Trecho selecionado:

Interação entre Justiça e academia criou Health Care Act

*Por Sérgio Antônio Ferreira Victor

No último dia 28 de junho, a Suprema Corte dos Estados Unidos tornou conhecida sua decisão no caso NFIB v. Sebelius, que examinou a constitucionalidade do Health Care Act, a polêmica lei que criou o sistema público de saúde nos EUA. Apesar de recente, esse julgamento já é considerado um marco, seja pela repercussão do caso mesmo antes do pronunciamento da Supreme Court, seja pela solução engenhosa construída pelo Chief Justice John Roberts para as intrincadas questões constitucionais que dividiram a Corte e a opinião pública norte-americana.

Nos Estados Unidos não havia um sistema de saúde público abrangente. A cobertura era deficiente e restringia-se, basicamente, a casos de emergência. Somava-se a isso o fato de que grande parcela da população não tem condições ou prefere não arcar com o pagamento de planos de saúde privados. O resultado era um significativo déficit no que concerne à prestação de serviços de saúde à população em geral. A mudança desse cenário foi um dos principais pontos do programa de governo apresentado durante a campanha eleitoral do então senador Barack Obama. Ela se concretizaria por meio da aprovação de lei que veiculasse uma política pública ampla no setor.

Tarefas a realizar:
a – Transcreva literalmente, do trecho sobre o Health Care Act, tudo o que vai de "Interação entre Justiça" até "opinião pública norte-americana.".
b – Segundo o trecho sobre o Health Care Act, em que data a Suprema Corte dos Estados Unidos tornou conhecida sua decisão no caso NFIB v. Sebelius?
c – Prossiga com o trecho sobre o Health Care Act a partir da última frase apresentada.

Informações registradas:
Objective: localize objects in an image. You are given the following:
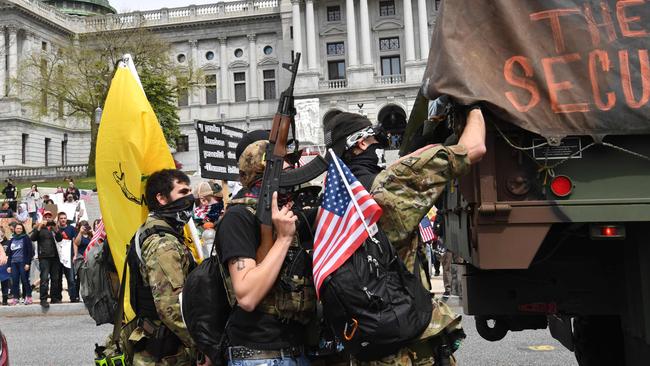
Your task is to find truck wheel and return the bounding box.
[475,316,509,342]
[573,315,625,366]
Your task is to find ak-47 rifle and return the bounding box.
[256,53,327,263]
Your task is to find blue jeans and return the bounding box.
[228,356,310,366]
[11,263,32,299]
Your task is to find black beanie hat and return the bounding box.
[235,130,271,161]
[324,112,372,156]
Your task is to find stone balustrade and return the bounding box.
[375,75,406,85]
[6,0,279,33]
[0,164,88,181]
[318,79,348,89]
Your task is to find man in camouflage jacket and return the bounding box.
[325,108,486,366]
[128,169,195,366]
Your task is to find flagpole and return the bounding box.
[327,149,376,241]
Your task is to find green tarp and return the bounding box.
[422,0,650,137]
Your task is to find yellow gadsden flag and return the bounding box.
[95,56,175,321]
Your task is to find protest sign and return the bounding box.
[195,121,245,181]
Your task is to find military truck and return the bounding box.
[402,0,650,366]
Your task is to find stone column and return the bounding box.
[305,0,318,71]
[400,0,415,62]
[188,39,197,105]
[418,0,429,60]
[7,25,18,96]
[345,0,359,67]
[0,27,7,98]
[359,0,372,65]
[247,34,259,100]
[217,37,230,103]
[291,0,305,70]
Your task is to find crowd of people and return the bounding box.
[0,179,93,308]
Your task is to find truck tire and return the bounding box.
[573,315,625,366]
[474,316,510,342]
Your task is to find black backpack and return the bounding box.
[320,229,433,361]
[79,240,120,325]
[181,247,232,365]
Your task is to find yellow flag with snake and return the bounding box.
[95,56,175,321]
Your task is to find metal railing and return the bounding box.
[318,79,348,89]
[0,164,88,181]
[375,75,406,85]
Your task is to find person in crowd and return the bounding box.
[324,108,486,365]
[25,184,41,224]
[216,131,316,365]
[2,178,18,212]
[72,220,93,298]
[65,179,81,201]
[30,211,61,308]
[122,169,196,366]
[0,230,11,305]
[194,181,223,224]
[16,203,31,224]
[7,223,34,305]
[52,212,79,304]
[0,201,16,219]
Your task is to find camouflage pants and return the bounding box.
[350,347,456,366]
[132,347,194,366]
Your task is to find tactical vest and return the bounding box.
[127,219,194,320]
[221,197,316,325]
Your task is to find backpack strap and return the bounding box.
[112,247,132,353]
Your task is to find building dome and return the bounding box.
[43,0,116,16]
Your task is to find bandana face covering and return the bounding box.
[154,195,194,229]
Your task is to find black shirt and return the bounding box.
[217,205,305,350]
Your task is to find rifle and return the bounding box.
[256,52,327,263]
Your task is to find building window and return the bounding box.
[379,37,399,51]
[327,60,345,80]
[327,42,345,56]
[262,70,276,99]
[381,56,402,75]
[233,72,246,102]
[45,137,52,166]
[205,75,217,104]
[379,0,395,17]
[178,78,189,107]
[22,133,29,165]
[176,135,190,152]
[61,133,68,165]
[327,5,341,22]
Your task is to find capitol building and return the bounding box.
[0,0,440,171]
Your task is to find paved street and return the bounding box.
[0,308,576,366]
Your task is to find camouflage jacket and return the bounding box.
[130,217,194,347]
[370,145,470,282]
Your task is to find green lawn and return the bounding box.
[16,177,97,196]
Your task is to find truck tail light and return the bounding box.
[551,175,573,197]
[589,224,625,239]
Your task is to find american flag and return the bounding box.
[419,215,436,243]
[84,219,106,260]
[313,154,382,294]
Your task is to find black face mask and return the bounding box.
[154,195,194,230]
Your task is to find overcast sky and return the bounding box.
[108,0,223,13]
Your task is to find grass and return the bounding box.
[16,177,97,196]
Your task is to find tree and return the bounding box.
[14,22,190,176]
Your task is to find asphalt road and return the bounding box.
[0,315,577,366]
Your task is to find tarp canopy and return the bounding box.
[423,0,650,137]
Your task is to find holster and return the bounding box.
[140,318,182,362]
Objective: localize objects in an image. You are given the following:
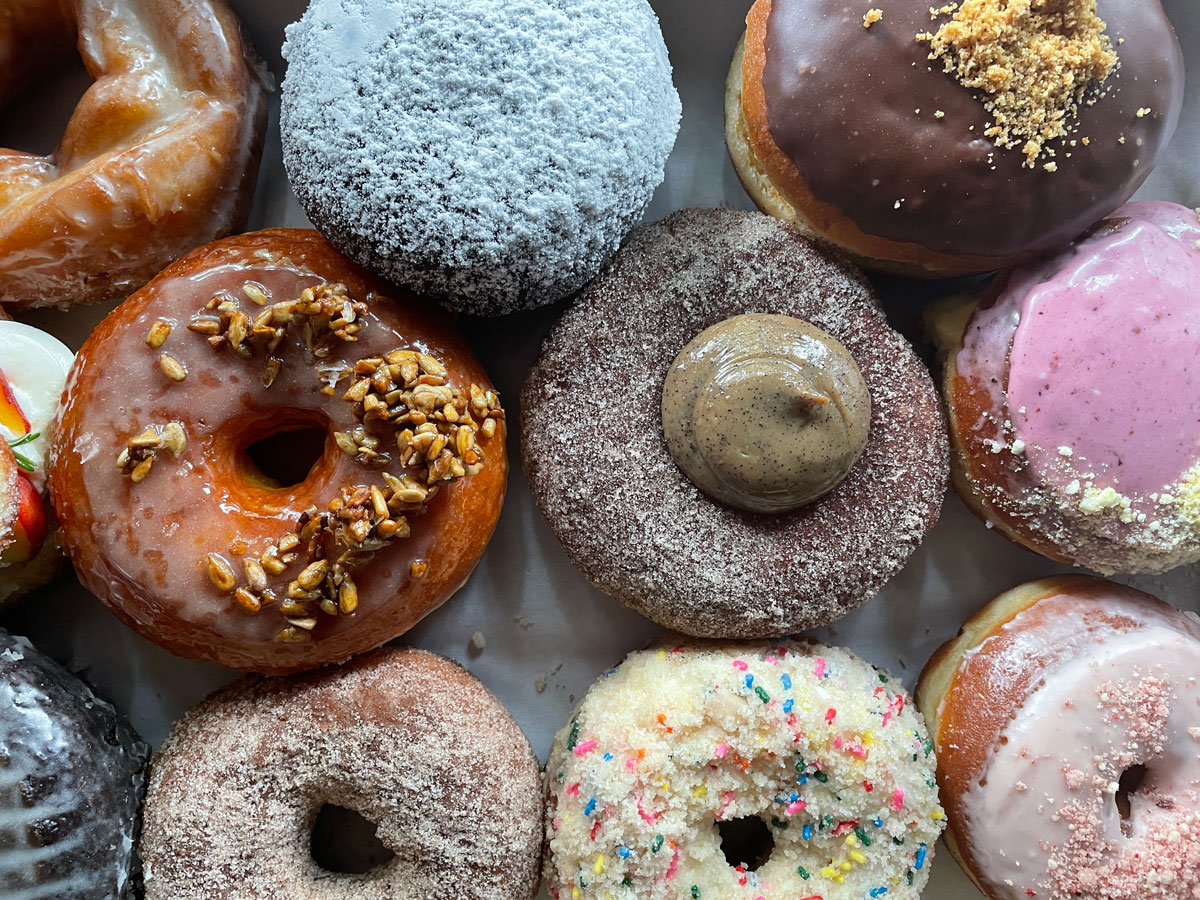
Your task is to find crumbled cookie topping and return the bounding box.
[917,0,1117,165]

Respostas:
a –
Interação entre Justiça e academia criou Health Care Act

*Por Sérgio Antônio Ferreira Victor

No último dia 28 de junho, a Suprema Corte dos Estados Unidos tornou conhecida sua decisão no caso NFIB v. Sebelius, que examinou a constitucionalidade do Health Care Act, a polêmica lei que criou o sistema público de saúde nos EUA. Apesar de recente, esse julgamento já é considerado um marco, seja pela repercussão do caso mesmo antes do pronunciamento da Supreme Court, seja pela solução engenhosa construída pelo Chief Justice John Roberts para as intrincadas questões constitucionais que dividiram a Corte e a opinião pública norte-americana.

b – No dia 28 de junho.

c –
Eleito presidente da República, Obama foi buscar na prestigiosa Harvard Law School a colaboração de Cass Sunstein, um dos mais célebres juristas do país na atualidade e antigo colega de Obama quando ambos ensinavam na Chicago Law School. Foi nesta instituição que Obama pôde conhecer a inovadora abordagem do Direito proposta por seu colega, muitas vezes baseada no que se denomina behavioral economics. Convidado pelo presidente eleito para trabalhar na Casa Branca como administrador-chefe do poderoso Office of Information and Regulatory Affairs (OIRA), Sunstein tomou posse no cargo e, desde o princípio, foi apelidado pela imprensa norte-americana de ‘Regulatory czar’.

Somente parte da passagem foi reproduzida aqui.